Regular readers may recall that I’ve got a bit out of step. You can blame the travails of British summer and a stressful few weeks at work for getting me back in kilter.

We skipped June’s Album of the Month in the midst of a heatwave. Well – that feels like a lifetime ago. The central heating even went on briefly at the weekend. The holiday season is well underway at work so we are covering two people’s workloads. Bring back full scale industrial shut downs, I say.

So now feels the right to go backwards to Max Richter’s “Behind The Counter” compilation. This is the first of what looks likely to be a series from Rough Trade of artist curated work, inspirations and influences, you know the sort of thing. My first listen revealed it to be an icy but beautiful connection, far removed from the mercury hitting the upper limits of an enjoyable June period of prolonged sunshine.

Tasks and exercises
A - Shorten the paragraph of the Album of the Month post that begins "We skipped June's Album of the Month" into a brief bulleted list that keeps its main facts.
B - Carry on writing the Album of the Month post from the point where it stops.

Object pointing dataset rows
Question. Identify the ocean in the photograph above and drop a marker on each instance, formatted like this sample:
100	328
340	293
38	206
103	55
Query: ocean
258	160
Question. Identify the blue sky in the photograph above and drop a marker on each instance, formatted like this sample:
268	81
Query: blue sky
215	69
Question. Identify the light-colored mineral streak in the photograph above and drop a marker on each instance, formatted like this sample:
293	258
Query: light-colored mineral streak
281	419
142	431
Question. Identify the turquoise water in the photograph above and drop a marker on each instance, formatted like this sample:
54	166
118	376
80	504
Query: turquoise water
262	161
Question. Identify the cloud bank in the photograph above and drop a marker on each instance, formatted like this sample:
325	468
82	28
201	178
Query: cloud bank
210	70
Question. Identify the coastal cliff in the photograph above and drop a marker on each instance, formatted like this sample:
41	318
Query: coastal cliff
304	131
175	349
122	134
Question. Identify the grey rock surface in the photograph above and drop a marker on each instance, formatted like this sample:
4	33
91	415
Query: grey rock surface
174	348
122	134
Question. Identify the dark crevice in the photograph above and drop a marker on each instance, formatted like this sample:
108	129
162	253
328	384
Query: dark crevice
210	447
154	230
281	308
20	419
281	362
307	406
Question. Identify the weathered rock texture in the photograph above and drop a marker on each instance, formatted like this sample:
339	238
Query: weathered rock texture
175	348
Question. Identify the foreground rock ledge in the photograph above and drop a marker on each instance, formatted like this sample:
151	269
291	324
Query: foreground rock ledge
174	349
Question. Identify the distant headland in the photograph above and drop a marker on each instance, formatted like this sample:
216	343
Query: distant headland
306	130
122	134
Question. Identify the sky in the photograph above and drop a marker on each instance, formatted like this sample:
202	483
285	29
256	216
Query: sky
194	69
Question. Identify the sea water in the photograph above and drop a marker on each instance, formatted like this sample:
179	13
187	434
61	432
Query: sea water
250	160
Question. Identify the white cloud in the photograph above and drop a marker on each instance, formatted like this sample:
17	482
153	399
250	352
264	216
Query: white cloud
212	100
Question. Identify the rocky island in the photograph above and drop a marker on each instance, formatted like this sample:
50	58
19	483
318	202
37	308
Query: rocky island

Results
A -
- June's Album of the Month was skipped during a heatwave, which now feels like a lifetime ago.
- The central heating even went on briefly at the weekend.
- With the holiday season underway at work, two people's workloads are being covered.
- The writer wishes full-scale industrial shutdowns would return.

B -
The selection from Richter is very much in keeping with his own music, such as “Sleep” which was a Rough Trade AOM back in 2015 (Reviewed here). The 36 tracks fall into a number of broad categories:

  • Old classical – There is a Bach piano piece, some Rachmaninoff, a Handel choral work
  • Modern classical – We have some of Max’s own work (including a “Dream 3” from “Sleep”, excerpts from a Philip Glass opera, a Kronos Quarter string work
  • The outer extremes of electronica and rock – Boards of Canada, Aphex Twin and Let’s Eat Grandma all pop up.

The work is described as “mixed”, in so much as the tracks flow from one to another. Much of it is beatless though, so it doesn’t feel like a traditional DJ mix set. It hangs together very well though, nothing jars even when Mogwai and Godspeed You Black Emperor bring a few electric guitars to the party. Things even get upbeat in relative terms with the introduction of Low’s “What Part of Me”. This isn’t chill out music by any stretch of the imagination. The dissonance provided by the Godspeed track and the intricate rhythms of the Philip Glass and Steve Reich pieces prevent you drifting off in a state of blissed out reverie.

I’m a big fan of Mogwai and Richter has chosen the opening track from last year’s soundtrack to the Atomic movie (which I wrote about here).  The cinematic quality of the song sit well between the preceding piano and cello duet, written by Nadia Boulanger (a teacher of Philip Glass amongst others) and the following modern classical piece by Thomas Adès.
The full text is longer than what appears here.